__EXCERPT TO READ__:

....

The Diversity of Light-Driven Ion Pumps and their Conversion into Ion Channels

Microbial rhodopsins are integral seven-transmembrane helix proteins, which covalently bind all-trans-retinal as light-sensitive chromophore. They play an extremely important role in neuroscience as optogenetic tools for the modulation of neuronal activity. These rhodopsins are subdivided into sensory rhodopsins, ion channels and ion pumps.Light-driven ion pumps transport protons, sodium or chloride across the plasma membrane against an electrochemical gradient. We analyzed a variety of ion pumps using two-microelectrode voltage-clamp measurements (TEVC) in Xenopus leavis oocytes. We found that all pumps show different electrophysiological behaviors. Especially light-driven proton pumps can be subdivided according to their characteristics at high electrochemical load, i.e. low extracellular pH and negative voltage. Photocurrents of Bacteriorhodopsin and the rhodopsin from the eukaryotic microalga Coccomyxa subellipsoidea (CsR) are always outward directed or inactivate at high load. In contrast, the rhodopsins from Exiguobacterium sibiricum (ESR) and from the cyanobacterium Gloeobacter violaceus (GR) show inward directed photocurrents at high load. The well-established rhodopsin Arch3 from the archaeon Halorubrum sodomense shows weak inward directed photocurrents at high load.Most recently, the class of sodium pumps was discovered, but so far their underlying mechanism and ion selectivity is poorly understood. Here, we show the first more comprehensive electrophysiological characterization of the light-driven sodium-pumps in native membranes. They are characterized by an unexpected strong pH-dependency. In earlier work we have shown that proton pumps can be converted into operational proton channels via the introduction of selected mutations. Now, we transferred this approach to the sodium pumps and attained also inward directed photocurrents. This observation opens the opportunity to engineer new optogenetic tools with high ion-selectivity.

....

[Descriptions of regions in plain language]

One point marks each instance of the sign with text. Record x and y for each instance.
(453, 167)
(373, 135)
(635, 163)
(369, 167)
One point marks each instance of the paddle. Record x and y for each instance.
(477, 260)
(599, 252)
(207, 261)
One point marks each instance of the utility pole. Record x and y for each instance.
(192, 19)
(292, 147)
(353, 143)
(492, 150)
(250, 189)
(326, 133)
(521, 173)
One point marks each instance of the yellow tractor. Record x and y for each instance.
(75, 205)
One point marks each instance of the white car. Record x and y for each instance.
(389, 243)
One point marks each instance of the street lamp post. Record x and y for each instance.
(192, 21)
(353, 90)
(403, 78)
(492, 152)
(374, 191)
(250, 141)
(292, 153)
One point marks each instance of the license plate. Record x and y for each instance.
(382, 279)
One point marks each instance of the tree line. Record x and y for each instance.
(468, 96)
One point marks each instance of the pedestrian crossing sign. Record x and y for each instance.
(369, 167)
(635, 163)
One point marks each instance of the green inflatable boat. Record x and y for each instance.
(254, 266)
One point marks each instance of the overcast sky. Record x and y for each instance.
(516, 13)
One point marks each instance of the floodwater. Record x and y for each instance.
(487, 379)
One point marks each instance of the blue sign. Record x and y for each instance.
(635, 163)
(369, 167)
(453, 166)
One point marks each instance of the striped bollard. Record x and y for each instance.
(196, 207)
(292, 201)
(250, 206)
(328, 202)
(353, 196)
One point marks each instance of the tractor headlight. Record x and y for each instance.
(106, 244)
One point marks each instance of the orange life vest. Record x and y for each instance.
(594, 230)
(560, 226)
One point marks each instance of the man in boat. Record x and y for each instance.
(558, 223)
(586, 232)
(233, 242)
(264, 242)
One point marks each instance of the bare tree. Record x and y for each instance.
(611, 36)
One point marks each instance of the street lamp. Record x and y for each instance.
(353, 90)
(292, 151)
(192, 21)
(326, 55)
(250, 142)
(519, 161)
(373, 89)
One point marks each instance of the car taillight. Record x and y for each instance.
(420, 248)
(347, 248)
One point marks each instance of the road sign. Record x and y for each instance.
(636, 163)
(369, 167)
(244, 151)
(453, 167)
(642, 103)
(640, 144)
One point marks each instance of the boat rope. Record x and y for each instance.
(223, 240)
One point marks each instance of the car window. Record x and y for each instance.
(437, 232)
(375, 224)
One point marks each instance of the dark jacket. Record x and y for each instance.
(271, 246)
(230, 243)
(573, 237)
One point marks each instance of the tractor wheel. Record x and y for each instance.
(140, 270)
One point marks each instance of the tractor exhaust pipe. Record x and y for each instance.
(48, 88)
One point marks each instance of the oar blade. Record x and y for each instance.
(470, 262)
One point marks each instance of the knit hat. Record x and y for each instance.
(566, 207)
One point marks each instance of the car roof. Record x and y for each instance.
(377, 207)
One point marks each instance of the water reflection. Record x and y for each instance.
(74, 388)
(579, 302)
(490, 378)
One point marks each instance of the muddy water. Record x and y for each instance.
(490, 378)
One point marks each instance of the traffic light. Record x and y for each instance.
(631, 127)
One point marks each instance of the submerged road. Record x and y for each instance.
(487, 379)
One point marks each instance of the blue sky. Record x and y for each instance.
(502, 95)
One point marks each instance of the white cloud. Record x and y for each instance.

....

Rewrite the paragraph starting "Microbial rhodopsins are integral" from the text on light-driven ion pumps as a bulleted list that keeps its main facts.

__RESPONSE__:
- Microbial rhodopsins are seven-transmembrane helix proteins that covalently bind all-trans-retinal as a light-sensitive chromophore.
- They matter greatly in neuroscience as optogenetic tools for modulating neuronal activity.
- They fall into three groups: sensory rhodopsins, ion channels and ion pumps.
- Light-driven ion pumps move protons, sodium or chloride across the plasma membrane against an electrochemical gradient.
- The authors studied many ion pumps with two-microelectrode voltage-clamp measurements (TEVC) in Xenopus oocytes and found that each pump behaves differently.
- Proton pumps can be grouped by how they act at high electrochemical load (low extracellular pH and negative voltage):
  - Bacteriorhodopsin and CsR (from the microalga Coccomyxa subellipsoidea) give photocurrents that always point outward or inactivate.
  - ESR (from Exiguobacterium sibiricum) and GR (from the cyanobacterium Gloeobacter violaceus) give inward photocurrents.
  - Arch3 (from the archaeon Halorubrum sodomense) gives weak inward photocurrents.
- Sodium pumps were discovered only recently, and their mechanism and ion selectivity are poorly understood.
- The authors give the first more comprehensive electrophysiological characterization of light-driven sodium pumps in native membranes and find an unexpectedly strong pH dependence.
- Earlier, they had turned proton pumps into working proton channels with selected mutations. Applying the same approach to sodium pumps also produced inward photocurrents.
- This could lead to new optogenetic tools with high ion selectivity.